■ **Supplied passage**
The output fo the DQN model is not within the action space.
Something is wrong when constructing the torch model when dueling is off. The output dimension of the model is equal to whatever is passed in "fcnet_hiddens" instead of being of the size of the action space.
Ray version and other system information (Python version, TensorFlow version, OS):
import ray
from ray import tune
ray.init()
config = {
"env": "CartPole-v1",
"num_workers": 1,
"train_batch_size": 128,
"learning_starts": 128,
"model": {"fcnet_hiddens": [32]},
"dueling": False ,
"framework": "torch"
}
tune.run("DQN", name="MWE", config=config, stop={"training_iteration": 100})
Can you just change the following in your rllib/agents/dqn/dqn_torch_model.py (c'tor) ?
advantage_module = nn.Sequential()
value_module = nn.Sequential()
# Dueling case: Build the shared (advantages and value) fc-network.
if self.dueling:
for i, n in enumerate(q_hiddens):
advantage_module.add_module("dueling_A_{}".format(i),
nn.Linear(ins, n))
value_module.add_module("dueling_V_{}".format(i),
nn.Linear(ins, n))
# Add activations if necessary.
if dueling_activation == "relu":
advantage_module.add_module("dueling_A_act_{}".format(i),
nn.ReLU())
value_module.add_module("dueling_V_act_{}".format(i),
nn.ReLU())
elif dueling_activation == "tanh":
advantage_module.add_module("dueling_A_act_{}".format(i),
nn.Tanh())
value_module.add_module("dueling_V_act_{}".format(i),
nn.Tanh())
# Add LayerNorm after each Dense.
if add_layer_norm:
advantage_module.add_module("LayerNorm_A_{}".format(i),
nn.LayerNorm(n))
value_module.add_module("LayerNorm_V_{}".format(i),
nn.LayerNorm(n))
ins = n
# Actual Advantages layer (nodes=num-actions) and
# value layer (nodes=1).
advantage_module.add_module("A", nn.Linear(ins, action_space.n))
value_module.add_module("V", nn.Linear(ins, 1))
That should fix it. Will PR now ...
@MaximeBouton
Just saw this, I can give it a try tomorrow morning
This PR fixes the issue: https://github.com/ray-project/ray/pull/9386
Will be merged today into master. Thanks for filing this!
Closing it now. Please feel free to re-open should this still not work on your end.
I installed the nightly version and it works, thanks for the quick fix!
This has been merged into master.
Awesome! Glad it's working. :)

■ **Written exercise 1**
Translate this sentence from the DQN issue thread into Spanish: "Something is wrong when constructing the torch model when dueling is off."
The records that come next have nothing to do with the DQN issue thread.

■ **Source records**

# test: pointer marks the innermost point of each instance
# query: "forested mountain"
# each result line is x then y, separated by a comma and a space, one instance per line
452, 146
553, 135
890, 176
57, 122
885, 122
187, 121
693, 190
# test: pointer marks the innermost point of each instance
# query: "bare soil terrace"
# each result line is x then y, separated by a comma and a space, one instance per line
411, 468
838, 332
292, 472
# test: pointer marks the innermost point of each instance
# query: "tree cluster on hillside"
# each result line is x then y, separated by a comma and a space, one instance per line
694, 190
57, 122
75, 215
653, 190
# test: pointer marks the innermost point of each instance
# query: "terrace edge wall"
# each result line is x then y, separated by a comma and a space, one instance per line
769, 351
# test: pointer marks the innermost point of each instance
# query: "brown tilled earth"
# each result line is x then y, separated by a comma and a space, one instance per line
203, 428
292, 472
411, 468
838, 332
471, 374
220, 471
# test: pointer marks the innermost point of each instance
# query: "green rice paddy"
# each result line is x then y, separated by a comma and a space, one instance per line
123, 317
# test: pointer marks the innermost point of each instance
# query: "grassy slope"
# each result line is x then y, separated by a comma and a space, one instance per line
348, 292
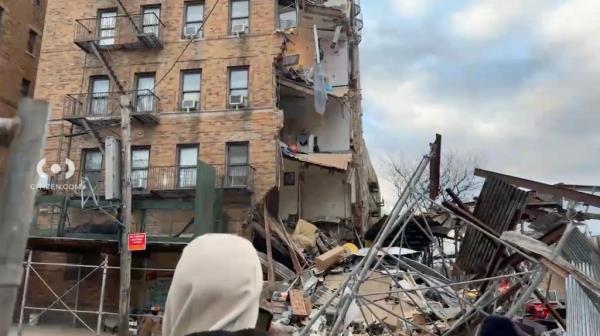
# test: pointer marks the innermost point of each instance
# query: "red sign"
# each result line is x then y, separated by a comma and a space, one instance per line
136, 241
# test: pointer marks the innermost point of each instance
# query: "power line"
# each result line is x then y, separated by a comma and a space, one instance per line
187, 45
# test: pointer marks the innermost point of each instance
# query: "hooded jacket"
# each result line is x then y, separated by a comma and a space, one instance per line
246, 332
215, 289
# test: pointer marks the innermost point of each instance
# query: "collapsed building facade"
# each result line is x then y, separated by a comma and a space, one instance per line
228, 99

■ **Written exercise 2**
List each line of the records that includes the string "query".

■ **Task solution 1**
Algo falla al construir el modelo de torch cuando dueling está desactivado.

■ **Task solution 2**
# query: "forested mountain"
# query: "bare soil terrace"
# query: "tree cluster on hillside"
# query: "terrace edge wall"
# query: "brown tilled earth"
# query: "green rice paddy"
# query: "grassy slope"
# query: "red sign"
# query: "power line"
# query: "hooded jacket"
# query: "collapsed building facade"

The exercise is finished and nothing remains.